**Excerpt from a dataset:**
········

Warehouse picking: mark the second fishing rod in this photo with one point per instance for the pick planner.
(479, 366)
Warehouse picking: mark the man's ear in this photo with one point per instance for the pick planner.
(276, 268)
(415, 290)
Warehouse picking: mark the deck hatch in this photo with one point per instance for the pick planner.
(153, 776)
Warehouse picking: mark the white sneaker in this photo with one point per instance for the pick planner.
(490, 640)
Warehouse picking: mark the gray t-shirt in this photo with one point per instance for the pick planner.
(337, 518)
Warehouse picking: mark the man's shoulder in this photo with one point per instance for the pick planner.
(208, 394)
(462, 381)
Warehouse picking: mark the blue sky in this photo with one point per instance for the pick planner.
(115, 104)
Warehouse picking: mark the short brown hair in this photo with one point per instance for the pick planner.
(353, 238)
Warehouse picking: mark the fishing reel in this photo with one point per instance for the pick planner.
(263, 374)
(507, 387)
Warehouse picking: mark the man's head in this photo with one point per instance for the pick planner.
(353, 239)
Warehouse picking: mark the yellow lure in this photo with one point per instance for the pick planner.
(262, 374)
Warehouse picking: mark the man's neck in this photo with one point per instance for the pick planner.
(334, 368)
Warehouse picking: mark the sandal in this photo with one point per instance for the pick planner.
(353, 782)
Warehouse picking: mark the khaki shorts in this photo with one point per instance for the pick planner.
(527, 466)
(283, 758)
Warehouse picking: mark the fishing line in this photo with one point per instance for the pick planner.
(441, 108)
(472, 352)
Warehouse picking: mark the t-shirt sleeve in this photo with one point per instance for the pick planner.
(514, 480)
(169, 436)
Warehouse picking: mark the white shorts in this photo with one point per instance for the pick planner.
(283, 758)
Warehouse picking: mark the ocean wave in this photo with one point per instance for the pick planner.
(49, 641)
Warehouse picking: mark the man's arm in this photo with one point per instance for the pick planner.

········

**SHORT TASK:**
Can you express the listing above as a JSON list of strings, one string per line, with blank lines left out?

**FULL OUTPUT:**
[
  "Warehouse picking: mark the second fishing rod in this photo with one point per instance for the pick planner.",
  "(479, 366)",
  "Warehouse picking: mark the man's ear in this photo with one point per instance for the pick planner.",
  "(276, 268)",
  "(415, 290)",
  "Warehouse picking: mark the deck hatch in this photo with one point per instance for the pick planner.",
  "(153, 776)",
  "Warehouse picking: mark the white sneaker in this photo with one point per instance for the pick planner.",
  "(490, 640)",
  "Warehouse picking: mark the gray t-shirt in this photo with one point per instance for the pick planner.",
  "(337, 518)",
  "Warehouse picking: mark the man's shoulder in this photo with one point per instance for the pick planner.",
  "(208, 394)",
  "(462, 381)",
  "Warehouse picking: mark the blue sky in this photo with one point per instance for the pick planner.",
  "(115, 104)",
  "Warehouse picking: mark the short brown hair in this photo with one point per instance for the pick planner.",
  "(353, 238)",
  "Warehouse picking: mark the fishing reel in this photo with one point per instance for the pick planner.",
  "(263, 374)",
  "(507, 387)",
  "Warehouse picking: mark the man's head in this photo with one point per instance for the pick planner.",
  "(353, 239)",
  "Warehouse picking: mark the yellow lure in this photo with one point per instance for the pick planner.",
  "(262, 374)",
  "Warehouse picking: mark the man's neck in this photo with one point per instance for the pick planner.",
  "(334, 368)",
  "Warehouse picking: mark the sandal in this photo with one point per instance for the pick planner.",
  "(353, 782)",
  "Warehouse picking: mark the khaki shorts in this photo with one point per instance for the pick planner.",
  "(527, 466)",
  "(283, 758)",
  "Warehouse picking: mark the fishing line in this photo with one point per instance for the pick planner.",
  "(441, 108)",
  "(472, 352)",
  "Warehouse picking: mark the t-shirt sleeve in this photo with one point per instance for the pick planner.",
  "(514, 480)",
  "(169, 436)",
  "Warehouse picking: mark the white shorts in this photo with one point per instance for the pick planner.",
  "(283, 758)",
  "Warehouse picking: mark the ocean wave in this photo with one point per instance for the pick planner.",
  "(49, 641)",
  "Warehouse picking: mark the man's arm in this photo with one point per instance for the pick planner."
]